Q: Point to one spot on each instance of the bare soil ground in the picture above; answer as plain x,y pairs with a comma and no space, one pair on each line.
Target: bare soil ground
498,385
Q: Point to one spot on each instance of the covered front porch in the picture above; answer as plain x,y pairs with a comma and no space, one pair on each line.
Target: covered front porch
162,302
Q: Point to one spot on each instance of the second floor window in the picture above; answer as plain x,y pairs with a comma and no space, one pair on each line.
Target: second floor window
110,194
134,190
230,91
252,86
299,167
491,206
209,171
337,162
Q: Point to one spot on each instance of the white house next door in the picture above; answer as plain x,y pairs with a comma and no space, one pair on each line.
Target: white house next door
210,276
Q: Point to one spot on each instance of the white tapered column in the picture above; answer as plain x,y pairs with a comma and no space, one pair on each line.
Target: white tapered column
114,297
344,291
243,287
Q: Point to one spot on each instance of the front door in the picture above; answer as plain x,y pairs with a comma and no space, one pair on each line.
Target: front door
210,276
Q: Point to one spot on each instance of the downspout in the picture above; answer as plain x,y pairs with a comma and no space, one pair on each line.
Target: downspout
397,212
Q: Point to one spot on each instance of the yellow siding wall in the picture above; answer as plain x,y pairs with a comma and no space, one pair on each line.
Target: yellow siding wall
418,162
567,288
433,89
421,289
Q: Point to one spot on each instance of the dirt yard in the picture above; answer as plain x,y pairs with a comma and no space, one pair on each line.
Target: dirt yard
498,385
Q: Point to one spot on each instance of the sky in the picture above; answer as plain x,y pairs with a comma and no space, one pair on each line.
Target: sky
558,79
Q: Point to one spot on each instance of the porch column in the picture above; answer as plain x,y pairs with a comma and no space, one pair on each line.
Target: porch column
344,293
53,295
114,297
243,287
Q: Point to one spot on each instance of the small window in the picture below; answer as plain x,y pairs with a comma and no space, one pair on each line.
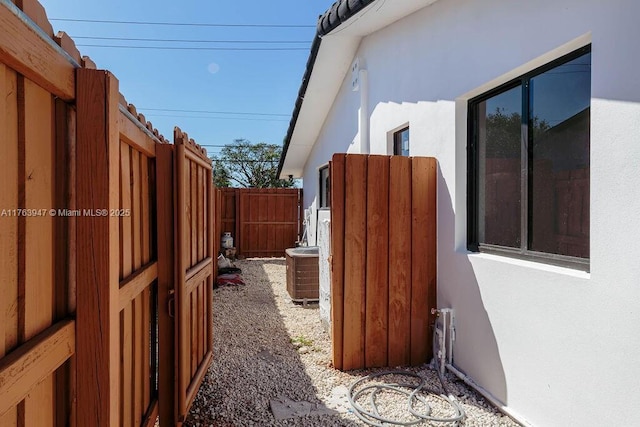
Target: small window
401,142
325,187
529,145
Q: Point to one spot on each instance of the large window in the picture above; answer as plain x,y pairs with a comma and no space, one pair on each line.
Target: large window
529,164
325,187
401,142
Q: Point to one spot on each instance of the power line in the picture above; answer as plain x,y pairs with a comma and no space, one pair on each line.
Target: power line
214,112
194,48
192,41
183,24
251,119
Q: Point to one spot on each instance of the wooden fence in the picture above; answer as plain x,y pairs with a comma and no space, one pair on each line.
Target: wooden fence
90,195
264,221
383,252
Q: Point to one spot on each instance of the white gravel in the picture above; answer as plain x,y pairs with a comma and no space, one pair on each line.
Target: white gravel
266,347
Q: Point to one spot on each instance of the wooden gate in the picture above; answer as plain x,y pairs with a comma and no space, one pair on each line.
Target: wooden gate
383,251
187,330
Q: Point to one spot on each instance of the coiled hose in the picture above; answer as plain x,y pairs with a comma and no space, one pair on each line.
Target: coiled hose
373,417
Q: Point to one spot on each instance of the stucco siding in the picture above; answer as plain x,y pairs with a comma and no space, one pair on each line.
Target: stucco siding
558,346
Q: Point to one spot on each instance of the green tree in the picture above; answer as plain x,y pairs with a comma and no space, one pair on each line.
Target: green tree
244,164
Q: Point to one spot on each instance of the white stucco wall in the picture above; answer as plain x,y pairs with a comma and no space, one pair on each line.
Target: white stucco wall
558,346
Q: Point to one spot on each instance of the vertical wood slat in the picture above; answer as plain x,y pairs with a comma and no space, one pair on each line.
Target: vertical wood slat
193,187
395,198
399,253
337,258
167,340
126,265
213,220
145,215
8,225
432,249
126,351
39,262
377,261
98,183
126,235
201,208
421,254
137,310
64,238
355,236
183,245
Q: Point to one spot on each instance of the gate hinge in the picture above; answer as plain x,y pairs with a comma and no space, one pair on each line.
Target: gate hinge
171,303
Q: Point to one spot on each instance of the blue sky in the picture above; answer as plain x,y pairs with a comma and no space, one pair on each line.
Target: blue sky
264,82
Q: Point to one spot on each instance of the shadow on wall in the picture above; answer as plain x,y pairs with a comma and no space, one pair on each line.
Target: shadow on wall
458,289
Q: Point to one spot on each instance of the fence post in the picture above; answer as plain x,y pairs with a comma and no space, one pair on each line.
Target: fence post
165,201
98,186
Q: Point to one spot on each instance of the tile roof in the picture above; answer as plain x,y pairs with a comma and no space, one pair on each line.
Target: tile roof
340,12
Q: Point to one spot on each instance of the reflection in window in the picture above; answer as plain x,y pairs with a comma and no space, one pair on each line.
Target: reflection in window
325,188
401,142
529,163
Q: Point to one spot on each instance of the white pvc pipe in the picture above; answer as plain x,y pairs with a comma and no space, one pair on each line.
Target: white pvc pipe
494,401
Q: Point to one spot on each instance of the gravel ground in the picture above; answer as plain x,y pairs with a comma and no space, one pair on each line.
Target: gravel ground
266,347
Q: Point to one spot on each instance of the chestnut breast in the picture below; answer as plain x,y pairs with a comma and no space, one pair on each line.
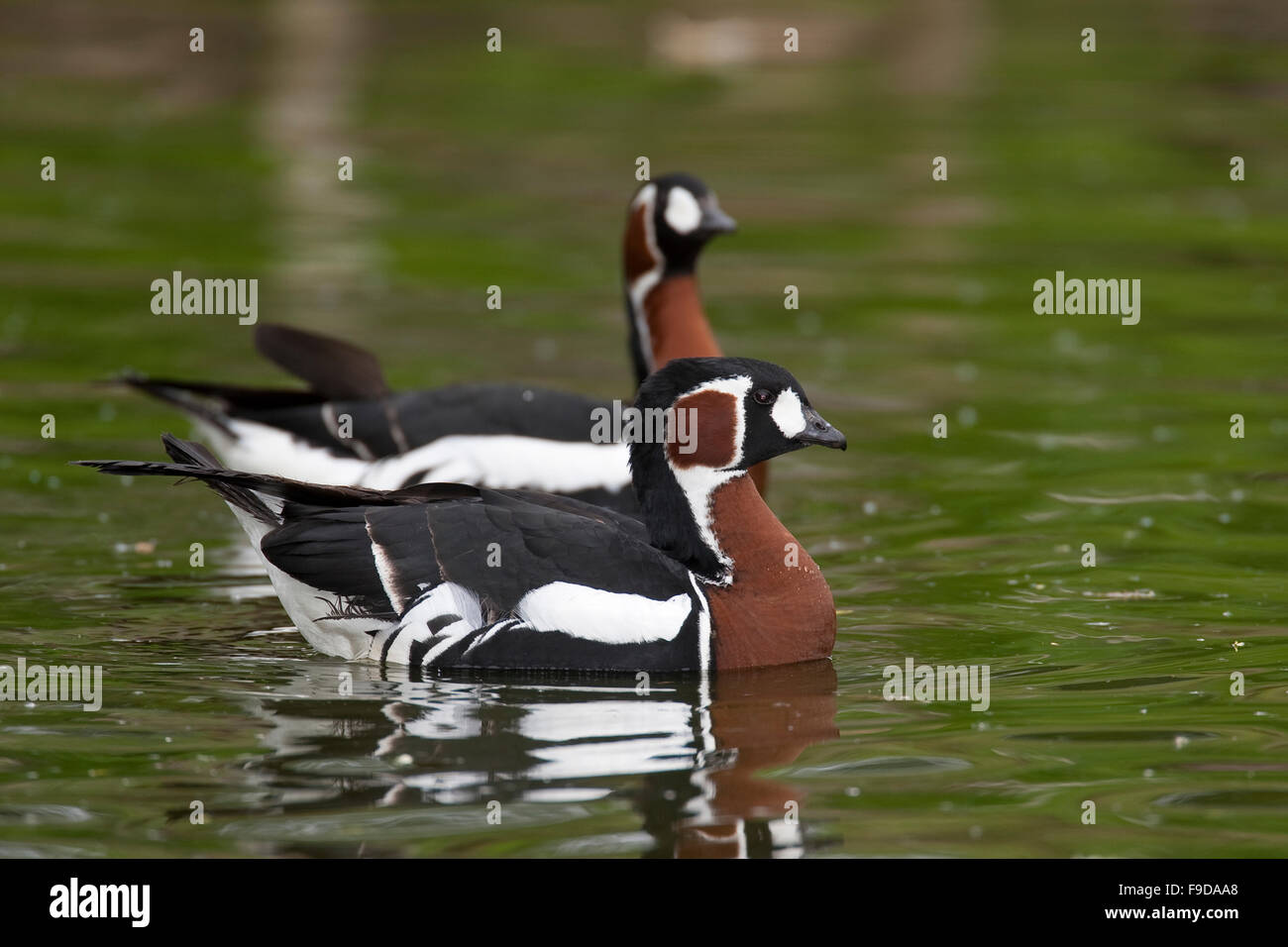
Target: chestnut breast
778,608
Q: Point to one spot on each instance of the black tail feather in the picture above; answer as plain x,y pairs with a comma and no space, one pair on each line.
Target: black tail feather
194,462
334,368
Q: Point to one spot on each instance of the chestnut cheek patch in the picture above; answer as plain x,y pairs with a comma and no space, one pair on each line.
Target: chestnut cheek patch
709,423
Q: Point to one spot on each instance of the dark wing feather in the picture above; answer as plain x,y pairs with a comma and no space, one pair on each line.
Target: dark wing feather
334,368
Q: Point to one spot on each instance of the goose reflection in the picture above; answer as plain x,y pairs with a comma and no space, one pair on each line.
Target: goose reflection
687,755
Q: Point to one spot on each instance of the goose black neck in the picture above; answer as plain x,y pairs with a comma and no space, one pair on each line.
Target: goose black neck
668,514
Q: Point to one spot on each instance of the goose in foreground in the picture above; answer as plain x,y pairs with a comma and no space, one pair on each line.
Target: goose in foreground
348,428
452,577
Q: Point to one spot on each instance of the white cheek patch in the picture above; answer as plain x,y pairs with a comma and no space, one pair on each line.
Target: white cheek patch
787,414
683,213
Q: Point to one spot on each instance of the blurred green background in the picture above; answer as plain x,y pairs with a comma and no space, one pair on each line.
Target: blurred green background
513,169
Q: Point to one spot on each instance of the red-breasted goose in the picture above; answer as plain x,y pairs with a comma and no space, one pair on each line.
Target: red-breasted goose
451,577
348,428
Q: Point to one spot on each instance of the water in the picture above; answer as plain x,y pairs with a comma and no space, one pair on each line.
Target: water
1109,684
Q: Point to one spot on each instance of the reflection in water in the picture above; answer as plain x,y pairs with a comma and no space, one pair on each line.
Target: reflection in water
688,761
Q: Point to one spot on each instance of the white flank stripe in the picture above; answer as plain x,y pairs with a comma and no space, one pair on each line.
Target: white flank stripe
595,615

┄┄┄┄┄┄┄┄┄┄

▸ REQUIREMENT:
Omit each picture, then return all of the listing exactly as it stands.

▸ SOLUTION FOR THIS PROBLEM:
Q: Point to one spot on each instance of the bare soil ground in the picture above; answer as plain x,y pairs with a comma and no space, one pair on each line.
Target: bare soil ground
498,385
Q: Point to one spot on each instance of the covered front porch in the picture above; answer as plain x,y pairs with a comma and no space, one pair on each line.
Target: covered front porch
162,302
Q: Point to one spot on each instance of the second floor window in the picture above; answer as plain x,y pairs with a comma and no space, one pair on each line.
Target: second floor window
110,194
134,190
230,91
252,86
299,167
491,206
209,171
337,162
Q: Point to one spot on each instance of the white house next door in the picture above; answer as plain x,y pairs with a comma and no space, one pair on each line.
Target: white house next door
210,276
Q: Point to one spot on each instance of the white tapered column in the picture above; answer as plain x,y pairs with a comma and no space, one pair on each line.
Target: white tapered column
114,297
344,291
243,287
Q: Point to one spot on each instance of the front door in the picture above; answer as plain x,y pairs with a comma and no space, one pair on each line.
Target: front door
210,276
Q: Point to one spot on each instance of the downspout in the picture above; answer as plain x,y pairs with a comma and no space, one pair on each line.
Target: downspout
397,212
Q: Point to one spot on each instance of the yellow siding wall in the picture above; answer as plain x,y pairs with a comma and no space, one pair on each line.
Target: yellow siding wall
418,162
567,288
433,89
421,289
Q: Point to one spot on each instance of the dirt yard in the picture above; answer as plain x,y pairs with a comma and no space, one pair on each line.
Target: dirt yard
498,385
Q: Point to one spot on each instance of the sky in the picture above; answer as plain x,y pairs with a comma and no space, one pair on each line.
Target: sky
558,79
Q: Point to one spot on each instance of the porch column in the picture above; answer as plain x,y pairs with a comma and no space, one pair on each line.
Target: porch column
344,293
53,295
114,297
243,287
Q: Point to one spot on each instance of the small window in the picture below; answer as plain x,y pairs with a comma and no space, one pair on each line.
Target: small window
401,142
325,187
529,145
Q: Point to one spot on each instance of the large window in the picture above; answer as plain x,y pairs with a comma and no space, one pair on each line.
Target: large window
529,164
325,187
401,142
Q: Point to one spot on each instance of the power line in the picture above; answer as plain x,y pairs with a comma and no space, one pair on each line.
Target: power line
214,112
194,48
192,41
183,24
251,119
Q: Point to one spot on each instance of the wooden fence in the picture above; answer as plain x,y pairs with a comma and no space, one pair on each line.
Target: wooden fence
90,195
264,221
383,252
Q: Point to one spot on each instance of the white gravel in the picture above; answer as plain x,y pairs with a comma and no space, one pair on each line.
Target: white gravel
266,347
Q: Point to one spot on each instance of the wooden gate in the picture above; answer as plain x,y pairs with a comma and no space, one pair on each line.
Target: wooden gate
383,251
187,330
Q: Point to one spot on each instance of the coiled hose in the picture above; answer as plain x,y pairs with a comma and no space, one pair on each line.
Target: coiled hose
373,417
Q: Point to one spot on each instance of the stucco siding in the picture above; answer as plain x,y pairs with a comma and no space, one pair on each line.
Target: stucco siding
558,346
Q: Point to one spot on each instance of the green tree in the picture above; answer as plain x,y pairs with a comma and no space, one pair on each line.
Target: green tree
244,164
Q: Point to one spot on each instance of the white stucco wall in the picture above; answer as plain x,y pairs with a comma and no space, one pair on each line.
Target: white stucco wall
558,346
Q: Point to one spot on each instance of the vertical wood slat in the picture above; answer as plain x,y pairs with a comma and no space, one pair on each line.
Target: vertical wood slat
193,187
395,198
399,253
337,258
167,340
126,265
213,220
145,215
8,225
432,249
126,351
39,262
377,261
98,183
126,235
201,208
421,254
137,310
64,238
355,236
183,245
Q: Point to one spot on each instance of the gate hinge in the picture above; answer as plain x,y pairs with a comma and no space, one pair on each line.
Target: gate hinge
171,303
Q: Point to one spot on each instance of the blue sky in the picture above; answer as plain x,y pairs with a comma and no space, one pair on each line.
Target: blue sky
264,82
Q: Point to one spot on each instance of the shadow on wall in the picture above; answer as plain x,y pairs with a comma and no space, one pair on each line.
Target: shadow on wall
458,289
Q: Point to one spot on each instance of the fence post in the picture above; answer as plain x,y pairs with a comma and no space, one pair on each line.
Target: fence post
165,201
98,186
Q: Point to one spot on each instance of the tile roof in the picture above; answer as plain x,y pairs with a comma and no space, one pair on each line.
Target: tile roof
340,12
Q: Point to one spot on each instance of the reflection in window in the picture above; answer as plain x,y pairs with a comma and no space, one pair on each line.
Target: reflection in window
325,188
401,142
529,163
Q: Point to one spot on each instance of the white pvc pipe in the picture above; answer as plain x,y pairs with a comma and no space, one pair on each line.
Target: white pvc pipe
494,401
Q: Point to one spot on each instance of the gravel ground in the picture above; answer as plain x,y pairs with a comma and no space, one pair on each line.
Target: gravel ground
266,347
Q: Point to one spot on each instance of the chestnut breast in the picture below; answer as plain x,y pairs with a comma and no space, one pair on each line.
Target: chestnut breast
778,608
Q: Point to one spot on each instance of the black tail feather in the picture above; answer as plain x,y pairs with a comma and no space, one pair on each line.
Target: black tail feather
194,462
334,368
Q: Point to one spot on each instance of the chestnut cheek patch in the picture above; answer as plain x,y pairs with a comma and no space, one pair on each line.
Target: chestnut cheek patch
709,423
Q: Point to one spot on each instance of the dark wing feather in the picture above; answer as plain x,y pairs with a comma and no space, one pair on each line.
Target: dark wing feather
334,368
Q: Point to one spot on each instance of the goose reflection in the picture above; answer as plain x,y pairs with a comma and no space, one pair on each line.
Target: goose reflection
687,755
Q: Point to one spot on each instance of the goose black neck in the picture above; answer as plain x,y pairs with a comma and no space, one pair on each line.
Target: goose black neck
668,514
Q: Point to one spot on each instance of the goose in foreground in the picture above; answer as plain x,y pairs with a comma and no space, one pair on each line.
Target: goose in foreground
348,428
452,577
Q: Point to one spot on each instance of the white cheek patch in the picture above; answer as plain x,y pairs with a comma and no space, one pair on each line.
Target: white cheek patch
787,414
683,213
Q: Point to one spot on each instance of the blurred green background in the picture above; answer as plain x,y pairs with a comma and no space, one pair on each line.
Target: blurred green background
513,169
Q: Point to one spot on each instance of the red-breasted goose in the picture above; answer as plain x,y pairs with a comma and no space, one pair on each line.
Target: red-breasted goose
451,577
348,428
Q: Point to one spot on each instance of the water in the picture above; answer as plain x,y pairs with a comma and no space, one pair on each line.
Target: water
1109,684
Q: Point to one spot on each instance of the reflection in water in the picture above; answer as plain x,y pairs with a comma and no space, one pair on each line.
Target: reflection in water
688,761
Q: Point to one spot on each instance of the white flank stripe in the picture above; answer as plain x,y pairs with a comma and no space, one pair on each line.
Target: white flank stripe
595,615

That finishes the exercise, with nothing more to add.